Was zu tun ist:
Gib alle Zeilen der folgenden Einträge als nummerierte Liste aus und lass Leerzeilen weg. Die Bilder kommen nicht in die Antwort.

»»

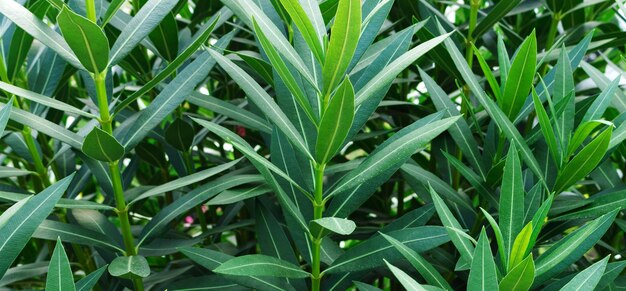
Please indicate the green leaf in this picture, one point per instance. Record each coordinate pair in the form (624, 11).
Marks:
(483, 270)
(511, 211)
(520, 245)
(602, 102)
(404, 279)
(547, 130)
(129, 267)
(588, 278)
(23, 222)
(87, 283)
(233, 196)
(336, 122)
(344, 38)
(401, 147)
(86, 40)
(172, 66)
(520, 78)
(370, 253)
(521, 277)
(44, 100)
(260, 265)
(340, 226)
(179, 134)
(573, 246)
(584, 162)
(463, 245)
(263, 100)
(303, 23)
(138, 28)
(60, 277)
(39, 30)
(283, 71)
(102, 146)
(425, 269)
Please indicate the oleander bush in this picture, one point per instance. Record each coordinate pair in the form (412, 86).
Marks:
(312, 145)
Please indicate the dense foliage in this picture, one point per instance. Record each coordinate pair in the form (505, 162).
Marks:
(312, 145)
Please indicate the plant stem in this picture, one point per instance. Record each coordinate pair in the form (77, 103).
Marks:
(116, 176)
(318, 211)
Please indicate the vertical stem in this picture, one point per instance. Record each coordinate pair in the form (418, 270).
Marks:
(318, 211)
(116, 176)
(90, 6)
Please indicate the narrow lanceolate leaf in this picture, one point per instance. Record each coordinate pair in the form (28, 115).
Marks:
(336, 122)
(283, 71)
(138, 28)
(521, 277)
(584, 162)
(588, 278)
(303, 23)
(170, 98)
(129, 267)
(572, 247)
(24, 221)
(337, 225)
(60, 276)
(260, 265)
(520, 245)
(463, 245)
(39, 30)
(44, 100)
(370, 253)
(520, 78)
(483, 270)
(404, 278)
(420, 264)
(511, 209)
(546, 129)
(602, 102)
(263, 100)
(344, 38)
(389, 73)
(86, 39)
(87, 283)
(102, 146)
(405, 143)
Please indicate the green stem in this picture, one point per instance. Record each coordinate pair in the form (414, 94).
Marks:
(90, 6)
(116, 175)
(318, 211)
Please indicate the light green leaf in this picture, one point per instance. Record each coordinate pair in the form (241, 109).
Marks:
(588, 278)
(344, 38)
(138, 28)
(39, 30)
(129, 267)
(260, 265)
(60, 277)
(336, 122)
(340, 226)
(511, 211)
(303, 23)
(86, 39)
(425, 269)
(520, 78)
(263, 100)
(570, 248)
(406, 280)
(584, 162)
(102, 146)
(23, 222)
(521, 277)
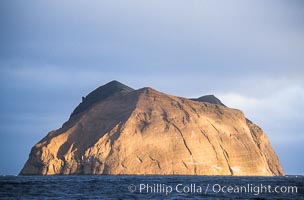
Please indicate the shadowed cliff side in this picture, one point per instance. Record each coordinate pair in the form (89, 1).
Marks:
(148, 132)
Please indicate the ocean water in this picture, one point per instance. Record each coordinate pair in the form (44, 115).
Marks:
(151, 187)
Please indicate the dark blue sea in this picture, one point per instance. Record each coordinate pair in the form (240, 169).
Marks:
(151, 187)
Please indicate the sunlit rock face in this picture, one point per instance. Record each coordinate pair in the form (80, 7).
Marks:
(118, 130)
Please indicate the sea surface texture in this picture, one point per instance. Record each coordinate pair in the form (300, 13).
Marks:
(151, 187)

««

Lösung der Aufgabe:
1. Please indicate the green leaf in this picture, one point per instance. Record each coordinate pair in the form (624, 11).
2. Marks:
3. (483, 270)
4. (511, 211)
5. (520, 245)
6. (602, 102)
7. (404, 279)
8. (547, 130)
9. (129, 267)
10. (588, 278)
11. (23, 222)
12. (87, 283)
13. (233, 196)
14. (336, 122)
15. (344, 38)
16. (401, 147)
17. (86, 40)
18. (172, 66)
19. (520, 78)
20. (370, 253)
21. (521, 277)
22. (44, 100)
23. (260, 265)
24. (340, 226)
25. (179, 134)
26. (573, 246)
27. (584, 162)
28. (463, 245)
29. (263, 100)
30. (303, 23)
31. (138, 28)
32. (60, 277)
33. (39, 30)
34. (283, 71)
35. (102, 146)
36. (425, 269)
37. Please indicate the oleander bush in this picture, one point per instance. Record each coordinate pair in the form (412, 86).
38. Marks:
39. (312, 145)
40. Please indicate the dense foliage in this picture, one point per instance. Record each coordinate pair in the form (505, 162).
41. Marks:
42. (312, 145)
43. Please indicate the plant stem in this picture, one point per instance. Record each coordinate pair in the form (77, 103).
44. Marks:
45. (116, 176)
46. (318, 211)
47. Please indicate the vertical stem in this picture, one point per instance. Record each coordinate pair in the form (418, 270).
48. Marks:
49. (318, 211)
50. (116, 176)
51. (90, 6)
52. Please indicate the narrow lanceolate leaf in this picture, one point per instance. Record each coordinate pair in the form (28, 115).
53. Marks:
54. (336, 122)
55. (283, 71)
56. (138, 28)
57. (521, 277)
58. (584, 162)
59. (588, 278)
60. (303, 23)
61. (170, 98)
62. (129, 267)
63. (572, 247)
64. (24, 221)
65. (337, 225)
66. (60, 276)
67. (260, 265)
68. (520, 245)
69. (463, 245)
70. (39, 30)
71. (44, 100)
72. (370, 253)
73. (520, 78)
74. (483, 270)
75. (404, 278)
76. (420, 264)
77. (511, 209)
78. (546, 129)
79. (602, 102)
80. (263, 100)
81. (344, 38)
82. (389, 73)
83. (86, 39)
84. (87, 283)
85. (102, 146)
86. (405, 143)
87. Please indicate the green stem in this picture, one point per instance. Record each coordinate pair in the form (414, 94).
88. Marks:
89. (90, 6)
90. (116, 175)
91. (318, 211)
92. Please indicate the light green leaf in this picture, one point per instance. Record each coordinate pair in the form (241, 109).
93. Marks:
94. (588, 278)
95. (344, 38)
96. (138, 28)
97. (39, 30)
98. (129, 267)
99. (260, 265)
100. (60, 277)
101. (336, 122)
102. (340, 226)
103. (511, 211)
104. (303, 23)
105. (86, 39)
106. (425, 269)
107. (520, 78)
108. (263, 100)
109. (570, 248)
110. (406, 280)
111. (584, 162)
112. (102, 146)
113. (23, 222)
114. (521, 277)
115. Please indicate the shadowed cliff side in this picture, one point per instance. Record each coordinate pair in the form (89, 1).
116. Marks:
117. (148, 132)
118. Please indicate the ocean water in this picture, one point per instance. Record each coordinate pair in the form (44, 115).
119. Marks:
120. (151, 187)
121. Please indicate the dark blue sea in this picture, one point per instance. Record each coordinate pair in the form (240, 169).
122. Marks:
123. (151, 187)
124. Please indicate the sunlit rock face in this picture, one point per instance. Record each coordinate pair in the form (80, 7).
125. Marks:
126. (118, 130)
127. Please indicate the sea surface texture in this picture, one point per instance. Record each coordinate pair in the form (300, 13).
128. Marks:
129. (151, 187)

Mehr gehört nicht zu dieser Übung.